### [Rows excerpted from a collection]
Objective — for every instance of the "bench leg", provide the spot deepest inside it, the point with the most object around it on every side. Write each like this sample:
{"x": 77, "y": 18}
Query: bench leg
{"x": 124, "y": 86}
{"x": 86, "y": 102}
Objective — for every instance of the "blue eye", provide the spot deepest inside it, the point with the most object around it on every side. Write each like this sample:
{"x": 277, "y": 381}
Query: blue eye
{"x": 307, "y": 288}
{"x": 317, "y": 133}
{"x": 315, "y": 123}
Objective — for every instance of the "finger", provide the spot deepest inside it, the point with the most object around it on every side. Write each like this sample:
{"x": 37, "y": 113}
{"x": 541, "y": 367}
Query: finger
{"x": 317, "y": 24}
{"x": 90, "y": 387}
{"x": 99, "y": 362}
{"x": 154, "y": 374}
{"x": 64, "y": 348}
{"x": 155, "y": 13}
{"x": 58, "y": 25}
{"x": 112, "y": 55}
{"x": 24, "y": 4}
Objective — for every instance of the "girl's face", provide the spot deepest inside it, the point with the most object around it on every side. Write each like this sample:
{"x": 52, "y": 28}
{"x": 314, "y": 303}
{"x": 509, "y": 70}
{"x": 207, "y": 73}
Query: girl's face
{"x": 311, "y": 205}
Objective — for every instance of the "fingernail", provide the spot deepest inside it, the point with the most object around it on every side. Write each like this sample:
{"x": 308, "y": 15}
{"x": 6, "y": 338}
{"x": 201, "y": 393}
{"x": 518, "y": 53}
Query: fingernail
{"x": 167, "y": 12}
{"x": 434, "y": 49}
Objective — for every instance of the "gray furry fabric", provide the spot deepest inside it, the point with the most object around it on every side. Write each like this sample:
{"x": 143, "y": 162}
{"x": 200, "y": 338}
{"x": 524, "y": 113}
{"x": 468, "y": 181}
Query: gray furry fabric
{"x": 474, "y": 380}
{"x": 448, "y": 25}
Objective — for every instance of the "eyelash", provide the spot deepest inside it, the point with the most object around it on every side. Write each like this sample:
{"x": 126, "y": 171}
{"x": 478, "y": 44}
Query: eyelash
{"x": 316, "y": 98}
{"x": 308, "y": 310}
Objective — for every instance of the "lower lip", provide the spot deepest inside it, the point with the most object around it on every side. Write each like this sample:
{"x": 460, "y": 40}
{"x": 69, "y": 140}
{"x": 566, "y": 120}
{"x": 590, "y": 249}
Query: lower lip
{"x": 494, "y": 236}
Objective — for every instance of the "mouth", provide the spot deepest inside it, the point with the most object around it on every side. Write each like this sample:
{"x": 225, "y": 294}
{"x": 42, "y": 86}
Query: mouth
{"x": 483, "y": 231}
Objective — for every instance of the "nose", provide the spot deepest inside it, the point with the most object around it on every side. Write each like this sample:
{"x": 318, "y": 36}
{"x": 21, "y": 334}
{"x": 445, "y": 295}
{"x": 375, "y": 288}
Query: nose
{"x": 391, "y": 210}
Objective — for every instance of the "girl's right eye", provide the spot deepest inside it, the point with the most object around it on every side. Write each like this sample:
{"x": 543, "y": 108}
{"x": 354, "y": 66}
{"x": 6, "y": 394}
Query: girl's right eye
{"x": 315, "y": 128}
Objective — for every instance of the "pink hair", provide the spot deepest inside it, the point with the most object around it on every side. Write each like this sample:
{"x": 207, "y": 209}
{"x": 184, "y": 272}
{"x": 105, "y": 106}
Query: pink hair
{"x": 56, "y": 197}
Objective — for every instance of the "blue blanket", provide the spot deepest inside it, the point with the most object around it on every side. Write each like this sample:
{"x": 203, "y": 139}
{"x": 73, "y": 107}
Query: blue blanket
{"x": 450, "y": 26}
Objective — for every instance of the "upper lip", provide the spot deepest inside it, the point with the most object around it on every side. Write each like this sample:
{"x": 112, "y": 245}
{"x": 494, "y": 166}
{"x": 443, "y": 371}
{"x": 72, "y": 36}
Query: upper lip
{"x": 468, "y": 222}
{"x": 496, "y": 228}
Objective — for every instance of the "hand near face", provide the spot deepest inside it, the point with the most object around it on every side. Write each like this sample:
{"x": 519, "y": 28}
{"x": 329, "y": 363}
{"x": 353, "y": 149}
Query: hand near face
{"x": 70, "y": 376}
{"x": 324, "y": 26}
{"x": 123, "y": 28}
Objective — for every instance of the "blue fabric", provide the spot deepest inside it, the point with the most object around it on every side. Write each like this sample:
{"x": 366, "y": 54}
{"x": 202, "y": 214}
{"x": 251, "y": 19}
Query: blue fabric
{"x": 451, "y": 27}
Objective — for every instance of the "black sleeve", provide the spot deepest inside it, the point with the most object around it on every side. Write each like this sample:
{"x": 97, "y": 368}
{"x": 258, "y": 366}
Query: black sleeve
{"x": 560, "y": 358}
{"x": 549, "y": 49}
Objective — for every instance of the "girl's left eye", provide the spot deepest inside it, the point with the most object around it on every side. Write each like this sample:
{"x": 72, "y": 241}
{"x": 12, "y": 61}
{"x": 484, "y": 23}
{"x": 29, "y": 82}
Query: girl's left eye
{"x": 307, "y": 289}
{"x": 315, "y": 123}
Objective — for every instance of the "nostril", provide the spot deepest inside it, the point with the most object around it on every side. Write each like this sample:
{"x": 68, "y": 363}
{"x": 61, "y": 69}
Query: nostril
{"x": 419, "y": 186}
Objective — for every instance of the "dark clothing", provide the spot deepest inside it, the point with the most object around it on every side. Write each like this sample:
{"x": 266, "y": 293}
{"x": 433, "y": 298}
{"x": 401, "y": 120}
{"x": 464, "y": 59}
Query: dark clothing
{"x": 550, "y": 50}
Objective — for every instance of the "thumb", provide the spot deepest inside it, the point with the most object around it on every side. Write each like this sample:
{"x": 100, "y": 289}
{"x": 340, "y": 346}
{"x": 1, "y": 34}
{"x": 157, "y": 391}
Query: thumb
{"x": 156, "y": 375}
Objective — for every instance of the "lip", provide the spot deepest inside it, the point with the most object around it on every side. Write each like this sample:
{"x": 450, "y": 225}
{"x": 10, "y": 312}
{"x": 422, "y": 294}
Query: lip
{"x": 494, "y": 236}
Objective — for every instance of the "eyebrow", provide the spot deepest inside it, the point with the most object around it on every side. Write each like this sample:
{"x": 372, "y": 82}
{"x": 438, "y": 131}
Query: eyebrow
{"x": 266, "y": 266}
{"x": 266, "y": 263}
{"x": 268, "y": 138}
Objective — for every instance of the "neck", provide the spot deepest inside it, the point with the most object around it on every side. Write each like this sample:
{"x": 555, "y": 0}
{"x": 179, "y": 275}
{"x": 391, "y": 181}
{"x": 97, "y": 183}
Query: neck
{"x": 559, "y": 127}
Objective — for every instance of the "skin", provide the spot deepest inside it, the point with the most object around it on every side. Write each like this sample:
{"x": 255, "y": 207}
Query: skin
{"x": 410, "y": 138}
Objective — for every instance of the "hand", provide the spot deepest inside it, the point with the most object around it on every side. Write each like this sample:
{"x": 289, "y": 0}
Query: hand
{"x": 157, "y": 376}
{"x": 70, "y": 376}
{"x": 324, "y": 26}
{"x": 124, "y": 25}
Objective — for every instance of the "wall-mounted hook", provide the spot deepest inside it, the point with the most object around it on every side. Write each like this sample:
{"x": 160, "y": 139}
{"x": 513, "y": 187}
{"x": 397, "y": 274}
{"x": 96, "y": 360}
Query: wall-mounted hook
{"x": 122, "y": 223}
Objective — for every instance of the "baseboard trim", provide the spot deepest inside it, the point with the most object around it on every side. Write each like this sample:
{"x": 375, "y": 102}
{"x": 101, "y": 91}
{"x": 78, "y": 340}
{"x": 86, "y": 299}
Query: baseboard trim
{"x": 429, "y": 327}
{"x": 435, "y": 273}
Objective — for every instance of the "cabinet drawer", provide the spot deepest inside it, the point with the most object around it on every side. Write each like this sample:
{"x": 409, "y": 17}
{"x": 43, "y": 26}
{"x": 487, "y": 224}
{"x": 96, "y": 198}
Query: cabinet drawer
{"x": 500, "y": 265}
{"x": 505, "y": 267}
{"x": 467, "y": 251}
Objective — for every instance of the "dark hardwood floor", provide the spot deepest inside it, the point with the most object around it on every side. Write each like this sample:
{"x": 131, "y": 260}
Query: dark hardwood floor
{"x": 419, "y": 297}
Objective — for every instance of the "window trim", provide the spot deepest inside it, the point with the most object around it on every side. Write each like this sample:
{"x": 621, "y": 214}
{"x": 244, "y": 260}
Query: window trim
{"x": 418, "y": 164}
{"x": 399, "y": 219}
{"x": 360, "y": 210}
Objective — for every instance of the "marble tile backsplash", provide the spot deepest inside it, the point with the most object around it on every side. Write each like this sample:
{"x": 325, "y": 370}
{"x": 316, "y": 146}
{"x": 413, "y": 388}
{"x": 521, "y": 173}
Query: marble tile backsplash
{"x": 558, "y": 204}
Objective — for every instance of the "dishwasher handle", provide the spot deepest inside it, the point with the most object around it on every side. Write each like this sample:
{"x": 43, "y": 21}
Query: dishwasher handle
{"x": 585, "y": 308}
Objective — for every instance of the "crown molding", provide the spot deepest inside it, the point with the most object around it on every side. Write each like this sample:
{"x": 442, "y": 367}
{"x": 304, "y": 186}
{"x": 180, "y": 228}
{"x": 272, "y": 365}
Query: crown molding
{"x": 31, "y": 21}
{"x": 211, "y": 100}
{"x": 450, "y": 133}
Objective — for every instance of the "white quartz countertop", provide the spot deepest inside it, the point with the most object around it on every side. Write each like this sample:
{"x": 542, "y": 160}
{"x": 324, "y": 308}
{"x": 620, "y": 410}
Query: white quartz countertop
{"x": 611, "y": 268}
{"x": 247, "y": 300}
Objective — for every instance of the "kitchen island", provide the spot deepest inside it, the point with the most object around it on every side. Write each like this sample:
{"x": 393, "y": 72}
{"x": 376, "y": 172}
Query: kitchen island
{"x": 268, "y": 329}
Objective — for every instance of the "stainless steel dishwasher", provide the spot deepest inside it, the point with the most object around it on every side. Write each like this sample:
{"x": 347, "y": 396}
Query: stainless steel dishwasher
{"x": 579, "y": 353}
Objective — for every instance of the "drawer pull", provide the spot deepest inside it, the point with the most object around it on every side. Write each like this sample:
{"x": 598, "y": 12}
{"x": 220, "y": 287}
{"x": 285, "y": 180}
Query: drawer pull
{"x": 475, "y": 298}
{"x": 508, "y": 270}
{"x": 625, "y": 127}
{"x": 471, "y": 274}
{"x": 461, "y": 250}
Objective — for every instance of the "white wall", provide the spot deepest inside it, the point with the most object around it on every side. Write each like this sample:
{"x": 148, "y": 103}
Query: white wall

### [WORK TO COMPLETE]
Report every line of the rows above that contains the string "neck", matching case exactly.

### [FULL SOLUTION]
Objective — for every instance of the "neck", provide the spot deepest inside it, the point with the most object around it on every side. Write each like this sample:
Query: neck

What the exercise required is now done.